| Exercise aim |
Among the records below, find the line that has "formatted like [1208,866]."; from there, give the lines again exactly, and stop after the line that has "formatted like [393,339].".

Given information START

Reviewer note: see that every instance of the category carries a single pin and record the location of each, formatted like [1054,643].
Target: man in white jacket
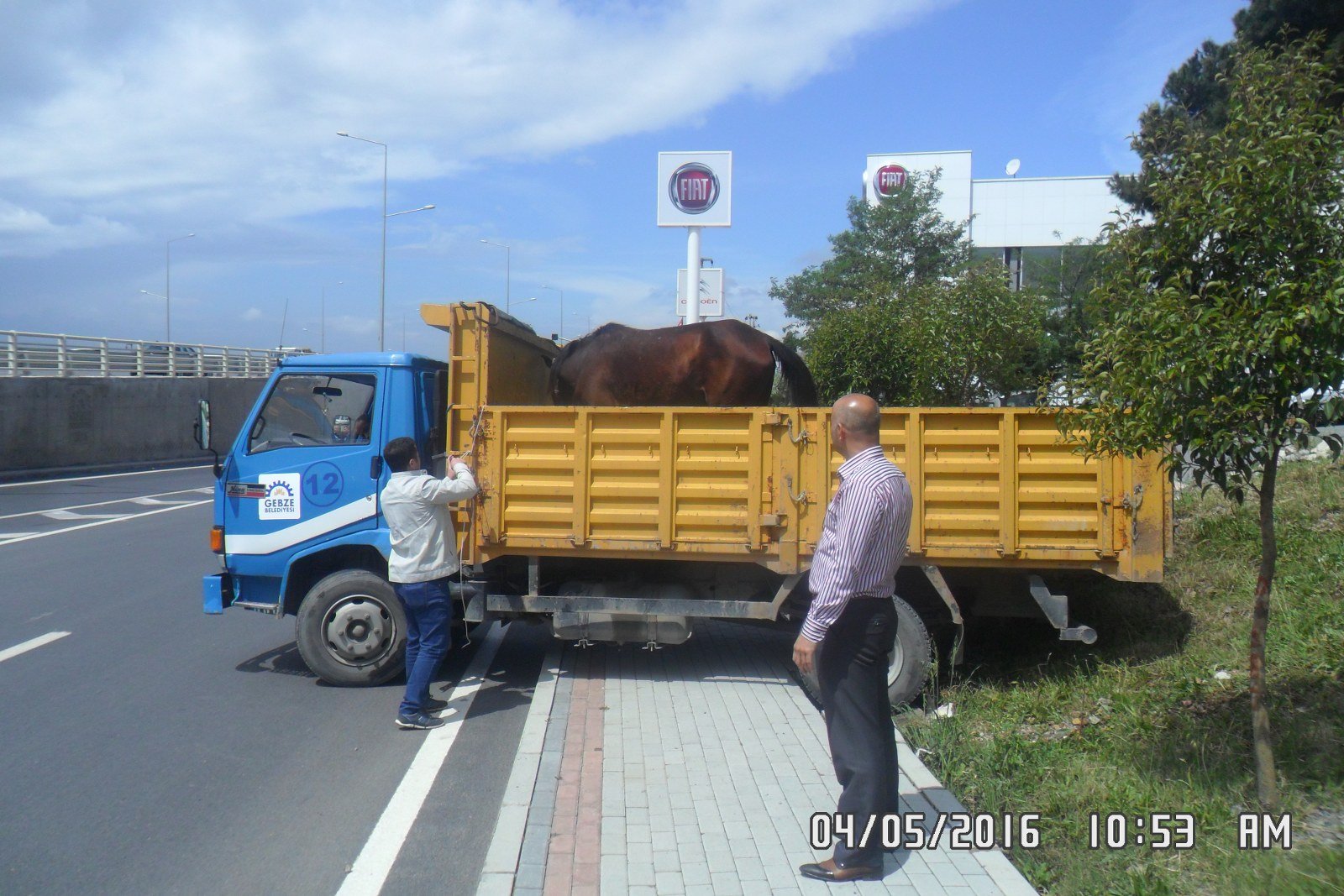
[423,559]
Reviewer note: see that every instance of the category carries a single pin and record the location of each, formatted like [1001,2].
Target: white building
[1025,221]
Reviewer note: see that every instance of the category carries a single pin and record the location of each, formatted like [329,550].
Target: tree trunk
[1267,785]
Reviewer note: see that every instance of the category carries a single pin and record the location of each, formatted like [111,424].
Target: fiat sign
[889,181]
[696,190]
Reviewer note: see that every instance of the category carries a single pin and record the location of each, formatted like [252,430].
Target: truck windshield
[308,410]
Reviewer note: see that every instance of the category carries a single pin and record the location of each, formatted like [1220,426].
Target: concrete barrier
[53,422]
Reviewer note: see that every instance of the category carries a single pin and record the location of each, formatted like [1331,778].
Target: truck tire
[351,629]
[911,658]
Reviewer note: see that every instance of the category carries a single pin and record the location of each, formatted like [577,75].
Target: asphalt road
[159,750]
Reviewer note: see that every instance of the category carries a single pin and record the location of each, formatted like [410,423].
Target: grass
[1155,718]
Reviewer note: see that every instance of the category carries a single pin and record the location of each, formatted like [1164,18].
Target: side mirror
[202,432]
[202,427]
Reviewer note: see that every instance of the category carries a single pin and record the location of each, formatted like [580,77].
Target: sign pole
[692,275]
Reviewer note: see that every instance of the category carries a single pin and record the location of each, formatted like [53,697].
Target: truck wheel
[911,660]
[353,631]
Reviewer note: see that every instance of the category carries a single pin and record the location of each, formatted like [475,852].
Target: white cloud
[183,107]
[26,233]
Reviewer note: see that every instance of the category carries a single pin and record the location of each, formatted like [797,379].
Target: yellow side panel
[991,486]
[1058,492]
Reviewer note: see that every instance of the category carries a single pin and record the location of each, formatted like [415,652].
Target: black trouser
[853,673]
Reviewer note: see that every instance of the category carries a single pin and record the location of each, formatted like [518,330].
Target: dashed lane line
[102,476]
[6,540]
[147,499]
[71,515]
[10,653]
[375,860]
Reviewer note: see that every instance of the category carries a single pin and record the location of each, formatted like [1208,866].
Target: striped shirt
[864,540]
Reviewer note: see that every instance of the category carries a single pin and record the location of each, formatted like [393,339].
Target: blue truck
[297,523]
[631,523]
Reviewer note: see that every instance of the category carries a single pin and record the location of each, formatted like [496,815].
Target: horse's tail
[803,389]
[554,383]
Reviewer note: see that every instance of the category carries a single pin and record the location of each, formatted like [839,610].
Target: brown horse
[716,363]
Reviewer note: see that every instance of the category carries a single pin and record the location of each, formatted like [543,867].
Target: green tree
[1196,93]
[1220,315]
[890,246]
[953,342]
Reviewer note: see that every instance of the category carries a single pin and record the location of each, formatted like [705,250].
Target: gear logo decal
[282,497]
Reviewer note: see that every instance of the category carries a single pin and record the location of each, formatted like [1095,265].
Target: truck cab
[296,516]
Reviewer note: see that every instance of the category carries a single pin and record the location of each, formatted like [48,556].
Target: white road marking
[375,860]
[138,500]
[71,515]
[87,526]
[10,653]
[102,476]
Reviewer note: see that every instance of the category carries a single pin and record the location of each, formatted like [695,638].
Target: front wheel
[351,629]
[911,660]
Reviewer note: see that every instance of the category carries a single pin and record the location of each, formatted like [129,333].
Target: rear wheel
[351,629]
[911,660]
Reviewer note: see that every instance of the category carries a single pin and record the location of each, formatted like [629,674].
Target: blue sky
[528,123]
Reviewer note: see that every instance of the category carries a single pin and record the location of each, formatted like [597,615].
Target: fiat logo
[889,181]
[694,188]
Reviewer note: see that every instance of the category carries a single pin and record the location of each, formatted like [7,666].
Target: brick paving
[694,770]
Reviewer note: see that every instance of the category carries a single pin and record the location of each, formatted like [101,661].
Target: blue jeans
[429,609]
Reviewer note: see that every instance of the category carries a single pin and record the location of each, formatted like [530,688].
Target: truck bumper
[217,593]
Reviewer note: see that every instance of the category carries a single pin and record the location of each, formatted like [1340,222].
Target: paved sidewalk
[694,770]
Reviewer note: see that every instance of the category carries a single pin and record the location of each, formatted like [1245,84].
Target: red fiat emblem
[889,181]
[694,188]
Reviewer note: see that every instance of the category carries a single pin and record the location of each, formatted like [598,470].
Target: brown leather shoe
[832,873]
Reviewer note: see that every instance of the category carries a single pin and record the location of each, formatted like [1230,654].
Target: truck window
[308,410]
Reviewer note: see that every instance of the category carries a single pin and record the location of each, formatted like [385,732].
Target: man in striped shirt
[853,622]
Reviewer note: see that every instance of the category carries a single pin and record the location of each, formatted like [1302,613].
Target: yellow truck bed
[992,486]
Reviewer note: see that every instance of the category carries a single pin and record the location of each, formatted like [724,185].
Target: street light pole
[562,307]
[382,280]
[508,254]
[324,315]
[168,285]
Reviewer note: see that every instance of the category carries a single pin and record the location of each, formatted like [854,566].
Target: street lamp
[508,254]
[562,307]
[168,285]
[340,282]
[382,281]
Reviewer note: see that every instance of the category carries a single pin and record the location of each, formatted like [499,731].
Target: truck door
[309,445]
[432,416]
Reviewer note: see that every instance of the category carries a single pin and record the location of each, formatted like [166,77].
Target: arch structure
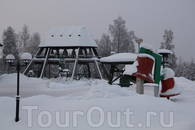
[74,44]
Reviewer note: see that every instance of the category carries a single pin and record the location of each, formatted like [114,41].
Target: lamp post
[26,57]
[139,40]
[139,81]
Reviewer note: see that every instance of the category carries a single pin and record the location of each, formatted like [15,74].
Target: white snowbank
[147,46]
[187,86]
[174,90]
[120,57]
[168,73]
[102,103]
[103,90]
[164,51]
[12,78]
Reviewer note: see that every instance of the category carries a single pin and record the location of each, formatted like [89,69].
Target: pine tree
[122,39]
[104,45]
[167,44]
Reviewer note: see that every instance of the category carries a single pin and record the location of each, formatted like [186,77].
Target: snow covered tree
[104,46]
[9,40]
[34,42]
[122,39]
[23,39]
[167,44]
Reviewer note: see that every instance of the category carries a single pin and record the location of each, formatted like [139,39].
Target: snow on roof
[120,57]
[1,43]
[26,56]
[147,46]
[75,36]
[164,51]
[10,57]
[146,55]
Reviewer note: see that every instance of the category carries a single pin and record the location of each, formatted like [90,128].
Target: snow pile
[147,46]
[120,57]
[12,78]
[171,90]
[103,90]
[187,86]
[101,106]
[64,83]
[168,73]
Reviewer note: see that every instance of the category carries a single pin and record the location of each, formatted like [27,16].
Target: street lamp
[26,57]
[1,43]
[139,40]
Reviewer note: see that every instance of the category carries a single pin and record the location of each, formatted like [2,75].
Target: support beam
[74,69]
[89,73]
[31,62]
[98,69]
[105,70]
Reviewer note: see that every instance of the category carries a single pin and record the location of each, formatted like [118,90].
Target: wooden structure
[114,61]
[74,44]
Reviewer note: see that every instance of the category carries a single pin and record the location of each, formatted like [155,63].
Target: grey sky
[148,18]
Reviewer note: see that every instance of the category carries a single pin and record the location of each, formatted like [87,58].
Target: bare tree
[9,40]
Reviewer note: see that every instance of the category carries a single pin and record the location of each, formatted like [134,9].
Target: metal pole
[18,94]
[139,85]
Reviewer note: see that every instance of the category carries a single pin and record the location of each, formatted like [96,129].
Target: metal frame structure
[66,38]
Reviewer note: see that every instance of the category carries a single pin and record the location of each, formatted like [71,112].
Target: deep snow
[87,104]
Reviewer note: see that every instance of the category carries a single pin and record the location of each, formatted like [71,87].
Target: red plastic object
[144,69]
[166,85]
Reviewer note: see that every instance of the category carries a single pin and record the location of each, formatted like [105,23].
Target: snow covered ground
[92,104]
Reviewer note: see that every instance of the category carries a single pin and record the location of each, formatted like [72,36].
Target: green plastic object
[124,81]
[158,60]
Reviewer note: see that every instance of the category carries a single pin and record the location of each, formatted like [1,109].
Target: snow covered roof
[161,51]
[147,46]
[26,56]
[75,36]
[1,43]
[120,57]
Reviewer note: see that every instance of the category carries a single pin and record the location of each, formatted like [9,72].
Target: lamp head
[26,58]
[10,59]
[139,40]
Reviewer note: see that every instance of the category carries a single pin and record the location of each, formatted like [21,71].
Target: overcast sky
[148,18]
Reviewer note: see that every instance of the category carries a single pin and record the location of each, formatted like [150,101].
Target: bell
[169,87]
[144,67]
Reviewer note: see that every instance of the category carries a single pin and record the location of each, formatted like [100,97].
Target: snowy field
[92,104]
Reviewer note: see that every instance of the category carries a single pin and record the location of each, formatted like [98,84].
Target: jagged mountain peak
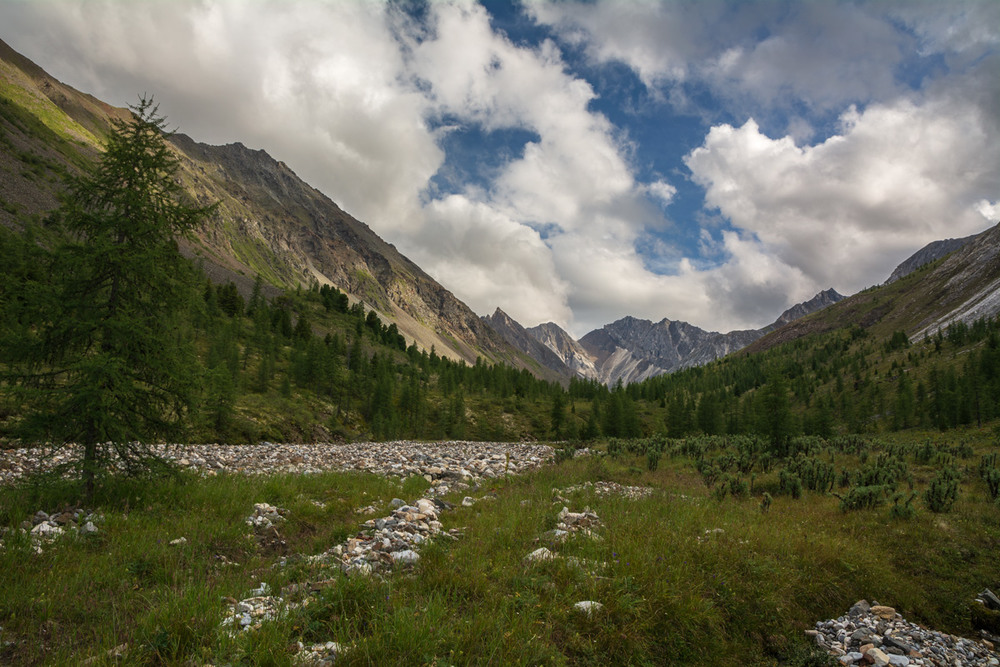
[929,253]
[632,349]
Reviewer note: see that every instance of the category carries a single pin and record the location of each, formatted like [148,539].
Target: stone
[859,608]
[883,612]
[406,557]
[990,599]
[46,530]
[538,555]
[877,656]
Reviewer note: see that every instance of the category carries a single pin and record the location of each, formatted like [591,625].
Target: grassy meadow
[689,575]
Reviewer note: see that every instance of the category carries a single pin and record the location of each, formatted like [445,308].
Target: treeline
[312,345]
[841,382]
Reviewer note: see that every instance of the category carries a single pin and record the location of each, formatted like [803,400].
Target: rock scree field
[493,553]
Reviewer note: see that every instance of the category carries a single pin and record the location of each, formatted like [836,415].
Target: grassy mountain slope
[959,287]
[268,221]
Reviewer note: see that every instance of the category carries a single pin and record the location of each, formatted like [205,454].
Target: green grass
[672,592]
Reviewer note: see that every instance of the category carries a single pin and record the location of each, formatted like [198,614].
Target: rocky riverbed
[439,462]
[873,634]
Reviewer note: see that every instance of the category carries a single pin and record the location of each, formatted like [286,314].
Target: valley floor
[487,553]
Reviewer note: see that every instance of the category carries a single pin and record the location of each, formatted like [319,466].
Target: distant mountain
[799,310]
[572,354]
[929,253]
[964,287]
[632,349]
[268,221]
[523,340]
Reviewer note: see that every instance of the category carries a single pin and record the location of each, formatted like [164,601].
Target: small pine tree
[104,361]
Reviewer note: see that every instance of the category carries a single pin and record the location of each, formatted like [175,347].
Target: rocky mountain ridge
[267,222]
[929,253]
[633,349]
[962,287]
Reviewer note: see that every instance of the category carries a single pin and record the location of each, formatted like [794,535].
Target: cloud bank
[835,139]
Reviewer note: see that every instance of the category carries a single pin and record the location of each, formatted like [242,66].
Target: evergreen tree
[103,360]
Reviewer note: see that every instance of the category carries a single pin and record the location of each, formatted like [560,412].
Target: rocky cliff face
[276,224]
[632,349]
[572,354]
[268,221]
[523,340]
[929,253]
[967,284]
[799,310]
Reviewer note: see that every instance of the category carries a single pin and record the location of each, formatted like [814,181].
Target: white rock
[427,507]
[539,555]
[46,530]
[406,556]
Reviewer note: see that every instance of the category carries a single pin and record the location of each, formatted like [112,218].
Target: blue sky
[577,162]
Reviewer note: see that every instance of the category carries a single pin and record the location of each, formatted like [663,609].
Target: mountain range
[268,222]
[631,349]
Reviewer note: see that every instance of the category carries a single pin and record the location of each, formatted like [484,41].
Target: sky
[577,162]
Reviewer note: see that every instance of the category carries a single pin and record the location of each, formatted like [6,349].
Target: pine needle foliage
[97,354]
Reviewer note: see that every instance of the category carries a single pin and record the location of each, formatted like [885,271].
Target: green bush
[863,497]
[943,491]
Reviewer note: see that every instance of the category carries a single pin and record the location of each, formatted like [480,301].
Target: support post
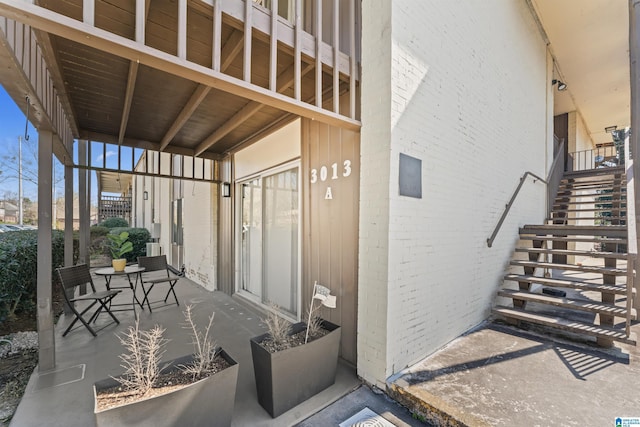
[634,54]
[46,336]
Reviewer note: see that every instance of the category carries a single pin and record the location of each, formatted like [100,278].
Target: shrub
[98,231]
[138,238]
[114,222]
[19,266]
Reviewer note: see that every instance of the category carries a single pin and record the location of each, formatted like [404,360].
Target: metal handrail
[508,205]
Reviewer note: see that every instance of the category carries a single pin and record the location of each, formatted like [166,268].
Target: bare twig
[204,347]
[141,359]
[277,326]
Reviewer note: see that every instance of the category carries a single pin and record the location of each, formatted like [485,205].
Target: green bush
[138,237]
[114,222]
[19,266]
[98,231]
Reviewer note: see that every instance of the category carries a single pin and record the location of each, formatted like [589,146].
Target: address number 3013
[335,173]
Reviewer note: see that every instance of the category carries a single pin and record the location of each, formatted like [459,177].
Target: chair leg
[171,290]
[146,295]
[79,317]
[104,305]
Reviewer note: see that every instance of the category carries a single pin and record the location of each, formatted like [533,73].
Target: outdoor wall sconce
[561,86]
[226,189]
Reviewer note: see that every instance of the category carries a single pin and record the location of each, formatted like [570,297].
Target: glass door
[270,233]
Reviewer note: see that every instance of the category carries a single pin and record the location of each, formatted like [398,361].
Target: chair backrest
[153,263]
[76,275]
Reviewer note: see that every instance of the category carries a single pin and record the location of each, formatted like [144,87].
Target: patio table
[130,270]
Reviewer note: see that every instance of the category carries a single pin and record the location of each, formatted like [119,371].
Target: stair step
[575,239]
[571,267]
[592,254]
[567,325]
[618,195]
[614,231]
[591,202]
[571,303]
[590,218]
[594,209]
[564,283]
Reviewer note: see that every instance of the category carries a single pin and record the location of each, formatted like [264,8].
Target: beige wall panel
[330,223]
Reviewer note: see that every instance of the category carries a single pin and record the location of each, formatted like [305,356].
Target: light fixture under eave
[226,189]
[561,85]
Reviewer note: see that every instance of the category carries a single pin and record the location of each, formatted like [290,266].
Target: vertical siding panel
[182,29]
[336,55]
[330,227]
[318,24]
[273,46]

Given information END

| Response |
Reviewer note: see that every instance of the category carries a single pin and record the location of each, formatted like [1208,866].
Target: striped shirt
[864,540]
Reviewer note: see that every instance of the category carries a single pin and record the location of each, formatted like [393,339].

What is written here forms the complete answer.